#### Goal
Rewrite all of the data below as a numbered list of lines, omitting every blank line.

[Dataset records]
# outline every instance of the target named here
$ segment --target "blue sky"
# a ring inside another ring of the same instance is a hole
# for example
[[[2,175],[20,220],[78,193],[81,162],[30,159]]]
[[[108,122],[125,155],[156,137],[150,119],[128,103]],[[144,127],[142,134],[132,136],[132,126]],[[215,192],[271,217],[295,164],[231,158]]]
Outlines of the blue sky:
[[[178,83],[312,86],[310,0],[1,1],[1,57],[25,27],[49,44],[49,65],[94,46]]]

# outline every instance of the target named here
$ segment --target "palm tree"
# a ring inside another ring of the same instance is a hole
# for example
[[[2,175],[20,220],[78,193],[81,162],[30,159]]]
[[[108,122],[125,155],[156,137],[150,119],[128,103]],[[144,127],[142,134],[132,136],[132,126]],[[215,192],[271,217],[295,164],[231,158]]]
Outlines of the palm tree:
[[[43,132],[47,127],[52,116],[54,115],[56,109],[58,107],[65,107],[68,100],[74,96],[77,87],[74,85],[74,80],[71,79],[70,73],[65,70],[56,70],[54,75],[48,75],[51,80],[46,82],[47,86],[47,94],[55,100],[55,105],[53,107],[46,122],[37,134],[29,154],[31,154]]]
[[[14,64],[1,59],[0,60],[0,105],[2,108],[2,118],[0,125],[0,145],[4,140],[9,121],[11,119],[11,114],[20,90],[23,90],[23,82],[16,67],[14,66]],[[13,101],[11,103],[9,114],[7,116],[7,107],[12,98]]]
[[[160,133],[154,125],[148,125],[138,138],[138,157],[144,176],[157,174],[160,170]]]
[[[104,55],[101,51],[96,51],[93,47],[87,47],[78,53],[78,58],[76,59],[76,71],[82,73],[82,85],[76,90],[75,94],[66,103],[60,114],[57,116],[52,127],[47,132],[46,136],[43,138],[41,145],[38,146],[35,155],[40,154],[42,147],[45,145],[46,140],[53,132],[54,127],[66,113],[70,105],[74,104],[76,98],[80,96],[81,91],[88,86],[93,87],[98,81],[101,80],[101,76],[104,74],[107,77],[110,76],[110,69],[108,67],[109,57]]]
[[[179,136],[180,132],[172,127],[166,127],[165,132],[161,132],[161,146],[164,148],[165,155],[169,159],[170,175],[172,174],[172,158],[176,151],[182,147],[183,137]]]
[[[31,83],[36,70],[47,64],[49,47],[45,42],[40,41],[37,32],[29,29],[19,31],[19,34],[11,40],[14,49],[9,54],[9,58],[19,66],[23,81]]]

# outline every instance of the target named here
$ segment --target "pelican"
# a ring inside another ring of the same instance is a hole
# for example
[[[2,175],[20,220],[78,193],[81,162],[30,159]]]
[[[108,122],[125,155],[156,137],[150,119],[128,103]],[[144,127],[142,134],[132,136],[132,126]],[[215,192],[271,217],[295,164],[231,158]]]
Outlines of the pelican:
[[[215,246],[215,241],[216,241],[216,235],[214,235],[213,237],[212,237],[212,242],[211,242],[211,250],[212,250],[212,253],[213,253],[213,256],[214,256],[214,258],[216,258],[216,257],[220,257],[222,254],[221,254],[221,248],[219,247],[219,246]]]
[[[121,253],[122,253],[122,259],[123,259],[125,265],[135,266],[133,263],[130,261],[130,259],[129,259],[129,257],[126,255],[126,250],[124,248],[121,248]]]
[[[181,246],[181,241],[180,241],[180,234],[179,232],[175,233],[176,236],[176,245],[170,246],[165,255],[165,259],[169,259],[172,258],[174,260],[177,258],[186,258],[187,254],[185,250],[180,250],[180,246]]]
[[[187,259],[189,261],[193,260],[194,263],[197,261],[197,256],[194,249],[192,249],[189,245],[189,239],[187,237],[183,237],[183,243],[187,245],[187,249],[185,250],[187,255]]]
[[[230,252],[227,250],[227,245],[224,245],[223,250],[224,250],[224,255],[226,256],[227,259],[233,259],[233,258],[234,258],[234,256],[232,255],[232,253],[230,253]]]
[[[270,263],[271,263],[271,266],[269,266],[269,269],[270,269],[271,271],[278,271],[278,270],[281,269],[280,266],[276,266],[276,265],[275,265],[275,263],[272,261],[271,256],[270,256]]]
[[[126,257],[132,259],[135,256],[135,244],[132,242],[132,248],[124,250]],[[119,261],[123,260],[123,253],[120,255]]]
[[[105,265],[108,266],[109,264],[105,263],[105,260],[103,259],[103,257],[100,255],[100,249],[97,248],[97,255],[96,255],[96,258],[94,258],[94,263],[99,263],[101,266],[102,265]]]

#### Output for this exercise
1. # outline every instance of the target named here
2. $ segment --target "blue sky"
3. # a ring inside another ring of the same instance is a hole
4. # for example
5. [[[2,175],[20,220],[78,193],[81,162],[30,159]]]
6. [[[108,122],[125,155],[156,137],[150,119],[128,103]],[[144,127],[142,134],[132,136],[132,126]],[[215,192],[271,217],[295,164],[231,158]]]
7. Outlines of the blue sky:
8. [[[178,83],[312,86],[310,0],[1,1],[1,57],[25,27],[49,44],[49,65],[94,46]]]
9. # outline every instance of the target named here
10. $ segment --target "palm tree"
11. # a ring inside another ring of the same instance is a hole
12. # for example
13. [[[2,175],[20,220],[78,193],[81,162],[30,159]]]
14. [[[108,122],[125,155],[156,137],[150,119],[128,103]],[[144,127],[142,134],[132,136],[132,126]],[[215,192],[271,217],[295,164],[231,158]]]
15. Outlines of the palm tree:
16. [[[43,132],[47,127],[52,116],[54,115],[56,109],[58,107],[65,107],[68,100],[74,96],[77,87],[74,85],[74,80],[71,79],[70,73],[65,70],[56,70],[54,75],[48,75],[51,80],[46,82],[47,86],[47,94],[55,100],[55,105],[53,107],[46,122],[37,134],[29,154],[31,154]]]
17. [[[14,64],[1,59],[0,60],[0,105],[2,108],[2,118],[0,125],[0,145],[4,140],[9,121],[11,119],[11,114],[20,90],[23,90],[23,82],[16,67],[14,66]],[[13,101],[11,103],[9,114],[7,116],[7,107],[12,98]]]
18. [[[160,133],[154,125],[148,125],[138,138],[138,157],[144,176],[157,174],[160,170]]]
19. [[[104,55],[101,51],[96,51],[93,47],[87,47],[78,53],[78,58],[76,59],[76,71],[82,73],[82,85],[76,90],[75,94],[66,103],[60,114],[57,116],[52,127],[47,132],[46,136],[43,138],[41,145],[38,146],[35,155],[40,154],[42,147],[45,145],[46,140],[53,132],[54,127],[66,113],[70,105],[74,104],[76,98],[80,96],[81,91],[88,86],[93,87],[98,81],[101,80],[101,76],[104,74],[107,77],[110,76],[110,69],[108,67],[109,57]]]
20. [[[179,136],[180,132],[172,127],[166,127],[165,132],[161,132],[161,146],[164,148],[165,155],[169,159],[170,175],[172,174],[172,158],[176,151],[182,147],[183,137]]]
21. [[[31,83],[36,70],[47,64],[49,47],[45,42],[40,41],[37,32],[29,29],[19,31],[19,34],[11,40],[14,49],[9,54],[9,58],[19,66],[23,81]]]
22. # outline every instance of the target named here
23. $ segment --target "pelican"
24. # a ring inside another ring of the same instance is a hole
25. # for example
26. [[[2,175],[20,220],[78,193],[81,162],[30,159]]]
27. [[[108,122],[125,155],[156,137],[150,119],[128,103]],[[144,127],[142,134],[132,136],[132,126]],[[215,192],[271,217],[295,164],[231,158]]]
28. Outlines of the pelican:
29. [[[215,246],[215,241],[216,241],[216,235],[214,235],[213,237],[212,237],[212,242],[211,242],[211,250],[212,250],[212,253],[213,253],[213,256],[214,256],[214,258],[216,258],[216,257],[220,257],[222,254],[221,254],[221,248],[219,247],[219,246]]]
30. [[[121,253],[122,253],[122,259],[123,259],[125,265],[135,266],[133,263],[130,261],[130,259],[129,259],[129,257],[126,255],[126,250],[124,248],[121,248]]]
31. [[[181,246],[181,241],[180,241],[180,234],[179,232],[175,233],[176,236],[176,245],[170,246],[165,255],[165,259],[169,259],[172,258],[174,260],[177,258],[186,258],[187,254],[185,250],[180,250],[180,246]]]
32. [[[187,259],[189,261],[193,260],[194,263],[197,261],[197,256],[194,249],[192,249],[189,245],[189,239],[187,237],[183,237],[183,243],[187,245],[187,249],[185,250],[187,255]]]
33. [[[230,252],[227,250],[227,245],[224,245],[223,250],[224,250],[224,255],[226,256],[227,259],[233,259],[233,258],[234,258],[234,256],[232,255],[232,253],[230,253]]]
34. [[[270,263],[271,263],[271,266],[269,266],[269,269],[270,269],[271,271],[278,271],[278,270],[281,269],[280,266],[276,266],[276,265],[275,265],[275,263],[272,261],[271,256],[270,256]]]
35. [[[126,257],[132,259],[135,256],[135,244],[132,242],[132,248],[124,250]],[[119,261],[123,260],[123,253],[120,255]]]
36. [[[105,265],[108,266],[109,264],[105,263],[105,260],[103,259],[103,257],[100,255],[100,249],[97,248],[97,255],[96,255],[96,258],[94,258],[94,263],[99,263],[101,266],[102,265]]]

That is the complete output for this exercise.